(Point localization data)
****
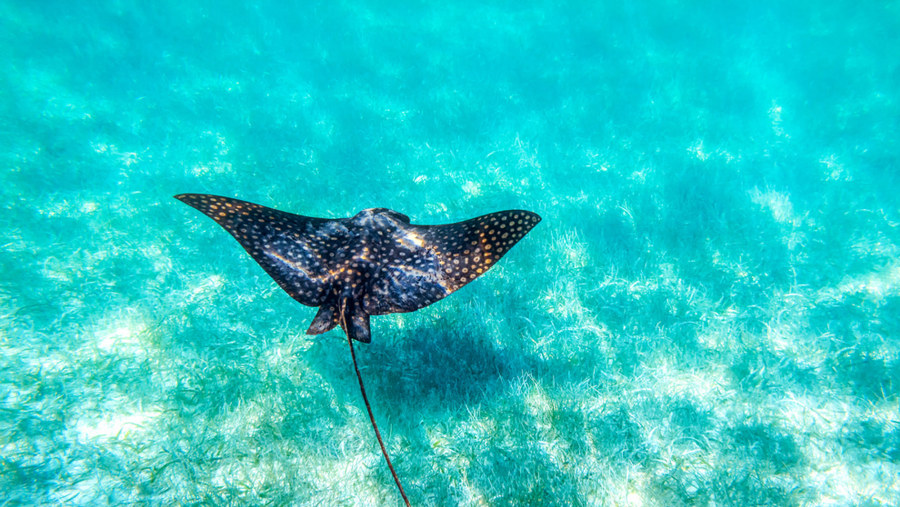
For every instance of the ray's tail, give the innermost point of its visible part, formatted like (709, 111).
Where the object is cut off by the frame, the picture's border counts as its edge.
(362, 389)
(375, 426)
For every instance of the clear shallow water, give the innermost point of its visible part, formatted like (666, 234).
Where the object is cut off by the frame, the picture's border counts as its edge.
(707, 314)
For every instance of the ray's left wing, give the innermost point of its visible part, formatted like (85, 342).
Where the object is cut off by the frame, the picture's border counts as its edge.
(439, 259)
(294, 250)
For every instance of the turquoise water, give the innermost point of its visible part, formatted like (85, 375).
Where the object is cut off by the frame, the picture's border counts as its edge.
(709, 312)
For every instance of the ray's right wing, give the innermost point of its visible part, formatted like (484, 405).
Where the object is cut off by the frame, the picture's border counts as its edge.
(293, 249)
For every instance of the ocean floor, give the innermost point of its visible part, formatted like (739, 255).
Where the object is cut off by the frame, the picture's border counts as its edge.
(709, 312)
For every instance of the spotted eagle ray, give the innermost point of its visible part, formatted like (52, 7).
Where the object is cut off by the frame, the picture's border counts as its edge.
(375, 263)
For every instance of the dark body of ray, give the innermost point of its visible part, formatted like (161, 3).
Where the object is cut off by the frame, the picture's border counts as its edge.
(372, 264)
****
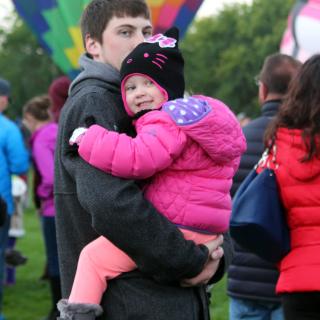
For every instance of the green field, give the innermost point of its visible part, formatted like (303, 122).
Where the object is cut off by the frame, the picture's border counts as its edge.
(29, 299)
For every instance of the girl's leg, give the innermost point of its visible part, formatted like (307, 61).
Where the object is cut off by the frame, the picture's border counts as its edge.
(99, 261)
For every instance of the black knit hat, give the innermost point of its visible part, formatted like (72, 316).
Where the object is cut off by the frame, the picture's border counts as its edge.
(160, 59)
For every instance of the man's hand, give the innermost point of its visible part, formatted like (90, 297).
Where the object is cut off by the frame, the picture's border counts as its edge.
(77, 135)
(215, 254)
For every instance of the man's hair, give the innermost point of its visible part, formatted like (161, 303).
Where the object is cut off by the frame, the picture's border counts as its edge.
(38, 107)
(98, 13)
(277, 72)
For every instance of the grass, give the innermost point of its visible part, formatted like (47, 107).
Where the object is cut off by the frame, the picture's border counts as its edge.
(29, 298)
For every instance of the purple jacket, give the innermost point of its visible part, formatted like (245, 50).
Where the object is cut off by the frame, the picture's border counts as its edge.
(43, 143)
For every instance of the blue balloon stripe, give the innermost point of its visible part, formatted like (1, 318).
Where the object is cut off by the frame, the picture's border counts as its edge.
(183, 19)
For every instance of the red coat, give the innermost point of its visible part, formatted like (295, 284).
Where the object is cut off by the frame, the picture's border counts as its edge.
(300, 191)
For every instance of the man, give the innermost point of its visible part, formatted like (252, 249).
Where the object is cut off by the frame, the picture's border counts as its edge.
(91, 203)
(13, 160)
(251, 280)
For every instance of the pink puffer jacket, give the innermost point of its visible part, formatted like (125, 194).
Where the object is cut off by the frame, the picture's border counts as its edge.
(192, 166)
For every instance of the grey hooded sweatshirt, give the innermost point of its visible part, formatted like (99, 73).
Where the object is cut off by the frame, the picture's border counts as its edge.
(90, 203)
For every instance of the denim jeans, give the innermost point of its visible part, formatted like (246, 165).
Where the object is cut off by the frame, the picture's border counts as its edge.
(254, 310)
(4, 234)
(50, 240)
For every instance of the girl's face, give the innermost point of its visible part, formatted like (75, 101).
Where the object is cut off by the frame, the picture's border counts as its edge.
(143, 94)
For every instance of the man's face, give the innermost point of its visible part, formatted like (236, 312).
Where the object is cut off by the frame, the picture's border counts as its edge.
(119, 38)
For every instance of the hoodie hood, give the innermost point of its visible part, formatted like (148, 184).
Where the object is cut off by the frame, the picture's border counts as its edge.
****
### Task details
Retype exactly, and only, the lines above from the one where "For every instance of the man, give" occurs up to and including the one where "For every instance of the pink" occurs.

### Exercise answer
For every instance of the man, give the innermost point of its visible part, formatted like (252, 249).
Where the object is cut off by the frame, the picture's border counts as its edge.
(91, 203)
(13, 160)
(251, 280)
For every instance of the pink puffer jacket, give the innermost point of its visible part, formatted like (125, 194).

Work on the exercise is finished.